**TASK OBJECTIVE:**
Starting with the line that contains "the form [58,303]." and continuing through the last line of the data below, give each line as a numbered list, leaving out blank lines.

Data from a point labeling set
— Begin —
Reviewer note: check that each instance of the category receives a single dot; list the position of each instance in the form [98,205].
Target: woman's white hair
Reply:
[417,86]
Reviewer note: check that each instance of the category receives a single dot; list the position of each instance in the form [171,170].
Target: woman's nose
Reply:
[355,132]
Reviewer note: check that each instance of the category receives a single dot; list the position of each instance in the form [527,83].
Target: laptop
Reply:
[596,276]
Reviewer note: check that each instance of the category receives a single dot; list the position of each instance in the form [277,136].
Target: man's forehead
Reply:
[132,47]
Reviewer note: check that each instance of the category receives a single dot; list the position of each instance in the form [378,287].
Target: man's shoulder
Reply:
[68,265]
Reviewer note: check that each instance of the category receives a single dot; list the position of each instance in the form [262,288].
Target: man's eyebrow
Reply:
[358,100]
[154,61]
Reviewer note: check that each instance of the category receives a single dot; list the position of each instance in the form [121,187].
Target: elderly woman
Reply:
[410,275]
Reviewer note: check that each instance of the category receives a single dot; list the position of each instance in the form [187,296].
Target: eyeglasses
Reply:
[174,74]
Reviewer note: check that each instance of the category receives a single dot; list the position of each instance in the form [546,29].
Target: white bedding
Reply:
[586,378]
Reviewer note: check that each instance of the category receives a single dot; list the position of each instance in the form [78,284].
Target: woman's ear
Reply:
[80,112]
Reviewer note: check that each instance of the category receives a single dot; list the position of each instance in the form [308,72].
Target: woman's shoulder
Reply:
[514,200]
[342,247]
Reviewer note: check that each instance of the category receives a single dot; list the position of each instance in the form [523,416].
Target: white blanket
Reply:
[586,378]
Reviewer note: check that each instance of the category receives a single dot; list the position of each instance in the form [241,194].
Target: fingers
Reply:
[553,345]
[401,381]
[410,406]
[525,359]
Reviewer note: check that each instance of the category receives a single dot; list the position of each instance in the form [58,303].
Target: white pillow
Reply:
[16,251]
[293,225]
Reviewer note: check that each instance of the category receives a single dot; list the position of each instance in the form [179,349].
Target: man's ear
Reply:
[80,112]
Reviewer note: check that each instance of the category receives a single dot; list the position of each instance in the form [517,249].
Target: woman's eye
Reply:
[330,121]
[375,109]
— End —
**ANSWER TO THE PROBLEM:**
1. Reviewer note: check that each instance of the category receives a single dot; list the position of each instance in the form [58,303].
2. Target: white pillow
3. Reply:
4. [16,251]
5. [293,225]
6. Reviewer note: check that each instance of the category receives a single dot; list the position of each instance in the form [179,349].
7. Target: man's ear
8. Reply:
9. [80,112]
10. Reviewer note: check that each instance of the category receives a single dot; list the position of each instance in the form [517,249].
11. Target: woman's eye
12. Reply:
13. [330,121]
14. [375,109]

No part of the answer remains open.